ARTIGO -
Decorrente de tais atributos, emerge a conexão com formas de pensar que abarcam o pensamento crítico e criativo (PCC). Com efeito, conforme investigação realizada (Tenreiro-Vieira e Vieira, 2010, 2011, 2019, 2020, 2021), o PCC está estreitamente ligado à utilização eficaz e racional do conhecimento científico e tecnológico e em diferentes situações e contextos, no quadro de práticas democráticas, a propósito de problemas que afetam a humanidade e nas quais todos devem ter oportunidade de, nomeadamente, avaliar a validade da evidência e a credibilidade de fontes usadas. Deste modo, potencia-se o criar de condições para que tais aprendizagens se tornem úteis e utilizáveis no dia-a-dia, não numa perspetiva meramente declarativa ou instrumental, mas sim numa perspetiva de ação, tendo em consideração preocupações atuais de desenvolvimento sustentável e de uma cidadania esclarecida e atuante e com preocupações e contributos para a melhoria da qualidade de vida de todos. É, pois, um imperativo desocultar e multiplicar, de forma continuada, sistemática e intencional, oportunidades de desenvolvimento e mobilização do PCC no contexto, por exemplo, da discussão de questões societais controversas ou da procura de solução para resolver, ou pelo menos minorar, problemas socialmente relevantes que envolvem a ciência e a tecnologia.
Fazê-lo exige investimentos concertados nas diferentes dimensões que podem concorrer para uma efetiva educação com orientação CTS/PCC, capaz de sustentar e fomentar a formação de cidadãos que a complexidade e imprevisibilidade do presente-futuro exige. Uma delas, que configura um elemento-chave, corresponde à formação de professores, seja inicial ou continuada, quer envolva professores do ensino não superior, quer do ensino superior. Se se pretende, de facto, promover o PCC dos estudantes, é imperioso intervir a nível da formação de professores; os envolvidos, mais direta ou indiretamente, em atividades de formação de professores não podem abdicar da sua responsabilidade em facilitar e estimular o potencial de PCC dos estudantes, de forma explícita, intencional, sistemática, mas gradual, desde os primeiros anos de escolaridade. O papel dos professores e outros educadores continua a ser central para promover o pensamento crítico e criativo, em vez da conformidade irrefletida (UNESCO, 2015). Por isso, as instituições de formação de professores devem construir e fornecer respostas formativas alicerçadas na investigação, em termos de formação inicial, bem como de formação continuada em resposta à procura, por parte de professores ou futuros professores, de oportunidades de formação. De realçar que, situando no contexto do ensino superior, a formação continuada de professores revela-se útil, desde logo, para que os professores possam ter oportunidades de aprendizagem e de desenvolvimento de competências que lhes permitam tornar-se mais intencionais e eficientes nas suas práticas didático- pedagógicas (Leite e Ramos, 2012).

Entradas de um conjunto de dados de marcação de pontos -
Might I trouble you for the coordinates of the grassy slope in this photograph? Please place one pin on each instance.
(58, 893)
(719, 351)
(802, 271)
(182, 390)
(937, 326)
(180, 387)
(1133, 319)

O QUE FAZER - Escreva a continuação do artigo sobre pensamento crítico e criativo na formação de professores, começando logo a seguir à última frase.

RESULTADO DO EXERCÍCIO -
À luz de estudos realizados, no campo da formação de professores, formação inicial (Seabra e Vieira, 2021; Vieira e Tenreiro-Vieira, 2003), formação continuada (Vieira, 2003; Sousa e Vieira, 2021; Tenreiro-Vieira e Vieira, 2005) e na formação de professores do ensino superior (Franco e Vieira, 2019; Vieira, Tenreiro-Vieira e Franco, 2020), centrados na importância da promoção do PCC, em geral, e/ou num contexto CTS, em particular, a formação de professores deve acolher um conjunto de elementos, a transpor para a sala de aula. Em primeiro, deve compreender, enquanto pilar da formação, a (re)construção de conceções e práticas, fomentando a apropriação de referenciais alicerçados na investigação, acerca do PCC, num contexto CTS, em suporte do desenvolvimento de práticas didático-pedagógicas com orientação CTS/ PCC.
Em conjugação com o elemento basilar supra explicitado, a formação de professores deve integrar a promoção explícita, intencional e sistemática do PCC, fazendo uso de estratégias com essa orientação deliberada. Congruentemente, um terceiro elemento reporta à construção de recursos e à operacionalização de atividades e cenários de aprendizagem de cariz CTS, incitativos do PCC. Neste quadro, importa considerar a diferenciação e diversificação e maximizar o potencial de diferentes tipos de atividades e de recursos, incluindo ferramentas digitais e ambientes virtuais de ensino e de aprendizagem. Isto, por forma a viabilizar que os futuros professores ou professores em formação possam ganhar confiança e rentabilizar as melhorias digitais e virtuais que estão hoje disponíveis. Deste modo, poder-se-á apoiar e incitar à sua transposição para as salas de aula, não apenas para desafiar os alunos e estimular o seu envolvimento ativo, também para atender às suas características e necessidades tecnológicas.
A operacionalização destes três elementos, que se considera como pilares ou eixo norteadores de uma formação com orientação CTS/PCC, deve colocar os professores ou futuros professores num ambiente colaborativo, incitativo do PCC. Um ambiente marcado pela abertura de espírito, pela honestidade intelectual, onde todos possam colaborar e comunicar, argumentando, contra-argumentando e construindo consensos em direção à resolução de problemas e tomada de decisão para um objetivo/bem comum e significativo.
Foca-se e discute-se, em seguida, com particular acuidade o elemento relativo aos referenciais acerca do PCC. Isto, não só pela relevância da questão em si, mas também porque enquadra, fundamenta e orienta a operacionalização dos outros elementos.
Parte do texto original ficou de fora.